■ **Do this**
In the passage about airline special meals, substitute "travelers" for "passengers" and write out the part starting at "Both international and" and ending at "asking for them.".

■ **Source text**

────────────────

Both international and domestic airlines report an increase in special requests in recent years, and many are trying to accommodate them by broadening their special meals categories.
A typical Gluten free meal would be, steamed fish with vegetables, gluten-free bread and fruit salad
According to The New York Times, American Airlines expanded its category last July when it went from offering seven types of special meals to passengers on long-haul international flights to 14.
A low-sodium meal option was added, as was a halal meal prepared without any pork or alcohol, and a bland one prepared with limited seasonings for those with sensitive digestive systems.
Russ Brown, American’s director of in-flight services, said that the airline decided to offer more kinds of special meals because passengers were repeatedly asking for them.
“People are a lot more specific with their diets today and try to be healthier overall and kept requesting meals that we didn’t have,” he said.

────────────────

■ **Information shown**

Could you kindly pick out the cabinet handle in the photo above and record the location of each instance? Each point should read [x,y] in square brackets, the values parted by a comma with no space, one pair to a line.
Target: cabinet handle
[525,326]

────────────────

■ **Exercise solution**
Both international and domestic airlines report an increase in special requests in recent years, and many are trying to accommodate them by broadening their special meals categories.
A typical Gluten free meal would be, steamed fish with vegetables, gluten-free bread and fruit salad
According to The New York Times, American Airlines expanded its category last July when it went from offering seven types of special meals to travelers on long-haul international flights to 14.
A low-sodium meal option was added, as was a halal meal prepared without any pork or alcohol, and a bland one prepared with limited seasonings for those with sensitive digestive systems.
Russ Brown, American’s director of in-flight services, said that the airline decided to offer more kinds of special meals because travelers were repeatedly asking for them.